---- DATA ROWS
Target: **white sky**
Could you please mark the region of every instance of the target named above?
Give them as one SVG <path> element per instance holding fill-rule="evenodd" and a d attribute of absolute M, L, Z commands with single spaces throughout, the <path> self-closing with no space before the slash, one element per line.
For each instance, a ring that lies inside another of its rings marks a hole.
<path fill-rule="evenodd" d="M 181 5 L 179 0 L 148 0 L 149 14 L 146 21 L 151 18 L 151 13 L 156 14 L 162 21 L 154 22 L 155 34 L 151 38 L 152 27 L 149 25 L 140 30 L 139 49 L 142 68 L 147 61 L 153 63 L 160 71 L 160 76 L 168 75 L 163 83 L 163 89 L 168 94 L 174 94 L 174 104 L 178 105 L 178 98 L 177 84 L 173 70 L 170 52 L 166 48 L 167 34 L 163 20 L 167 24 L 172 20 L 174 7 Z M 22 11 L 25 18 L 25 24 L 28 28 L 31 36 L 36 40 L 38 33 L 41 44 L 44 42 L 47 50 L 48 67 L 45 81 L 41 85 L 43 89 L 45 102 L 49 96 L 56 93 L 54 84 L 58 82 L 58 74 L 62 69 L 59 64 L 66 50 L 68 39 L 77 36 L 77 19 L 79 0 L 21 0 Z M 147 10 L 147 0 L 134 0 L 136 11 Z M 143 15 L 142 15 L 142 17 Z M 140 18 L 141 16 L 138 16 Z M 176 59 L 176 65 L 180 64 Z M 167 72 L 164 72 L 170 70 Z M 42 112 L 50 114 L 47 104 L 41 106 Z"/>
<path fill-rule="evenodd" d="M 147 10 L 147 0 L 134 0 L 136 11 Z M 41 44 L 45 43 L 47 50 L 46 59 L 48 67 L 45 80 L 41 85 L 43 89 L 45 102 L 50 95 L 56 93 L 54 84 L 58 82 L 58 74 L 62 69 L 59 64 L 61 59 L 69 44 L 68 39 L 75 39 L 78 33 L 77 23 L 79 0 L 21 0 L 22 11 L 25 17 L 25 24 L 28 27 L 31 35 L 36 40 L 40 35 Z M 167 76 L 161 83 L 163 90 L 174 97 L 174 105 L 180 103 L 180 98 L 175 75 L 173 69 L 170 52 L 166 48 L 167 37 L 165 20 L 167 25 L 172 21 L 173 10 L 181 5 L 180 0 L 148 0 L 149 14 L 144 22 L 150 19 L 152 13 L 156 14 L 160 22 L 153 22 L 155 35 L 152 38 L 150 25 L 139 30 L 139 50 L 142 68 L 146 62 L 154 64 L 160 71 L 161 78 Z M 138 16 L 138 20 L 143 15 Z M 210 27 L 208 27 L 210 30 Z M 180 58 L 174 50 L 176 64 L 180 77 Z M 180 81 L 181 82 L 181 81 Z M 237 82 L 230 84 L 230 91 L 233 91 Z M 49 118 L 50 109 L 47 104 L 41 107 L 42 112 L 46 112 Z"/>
--------
» **THE REQUEST**: Update the listing above by replacing "white sky" with "overcast sky" and leaving everything else unchanged.

» **SOLUTION FOR THIS TASK**:
Target: **overcast sky**
Could you please mark the region of every instance of the target named above?
Give them as one SVG <path> element per instance holding fill-rule="evenodd" and a d attribute of absolute M, L, Z commands with single spaces throughout, the <path> self-closing with no space before the slash, one element per line.
For each instance, a ring that lies inside another of its rings marks a hole.
<path fill-rule="evenodd" d="M 181 5 L 179 0 L 148 0 L 149 14 L 146 21 L 151 18 L 151 13 L 156 14 L 162 21 L 154 22 L 155 34 L 151 38 L 152 27 L 149 25 L 140 30 L 139 49 L 142 68 L 147 61 L 153 63 L 160 71 L 160 76 L 168 75 L 163 83 L 163 89 L 168 94 L 174 94 L 174 104 L 178 105 L 178 98 L 177 84 L 173 70 L 170 52 L 166 48 L 167 34 L 163 20 L 167 24 L 172 20 L 174 7 Z M 22 11 L 25 18 L 25 24 L 28 28 L 31 36 L 36 40 L 38 33 L 41 44 L 44 42 L 47 50 L 48 67 L 45 81 L 41 85 L 43 89 L 45 102 L 49 96 L 56 93 L 54 84 L 58 82 L 58 74 L 62 69 L 59 64 L 66 50 L 68 39 L 77 36 L 77 19 L 79 0 L 21 0 Z M 147 10 L 147 0 L 134 0 L 136 11 Z M 143 15 L 142 15 L 142 17 Z M 140 18 L 141 16 L 138 16 Z M 176 59 L 176 65 L 180 64 Z M 167 72 L 164 72 L 170 70 Z M 42 112 L 50 114 L 47 104 L 41 106 Z"/>
<path fill-rule="evenodd" d="M 147 10 L 147 0 L 134 0 L 136 11 Z M 41 44 L 45 43 L 47 50 L 46 59 L 48 67 L 45 80 L 41 85 L 43 89 L 45 102 L 50 95 L 56 93 L 54 84 L 58 82 L 58 74 L 62 69 L 59 64 L 61 59 L 69 44 L 68 39 L 75 39 L 78 33 L 77 23 L 79 0 L 21 0 L 22 11 L 25 17 L 25 24 L 28 27 L 31 35 L 36 40 L 40 35 Z M 167 76 L 161 83 L 163 90 L 174 97 L 174 105 L 180 103 L 180 98 L 175 75 L 173 69 L 170 52 L 166 48 L 167 37 L 165 20 L 167 25 L 172 21 L 173 10 L 181 5 L 180 0 L 148 0 L 149 14 L 144 22 L 150 19 L 152 13 L 156 14 L 160 22 L 153 22 L 155 35 L 152 38 L 150 25 L 139 30 L 139 50 L 142 68 L 146 62 L 154 64 L 160 71 L 161 78 Z M 138 16 L 138 20 L 143 15 Z M 210 27 L 208 27 L 210 30 Z M 180 58 L 174 50 L 176 64 L 180 77 Z M 180 81 L 181 82 L 181 81 Z M 237 82 L 230 84 L 230 91 L 233 91 Z M 49 118 L 50 109 L 47 104 L 41 107 L 42 112 L 46 112 Z"/>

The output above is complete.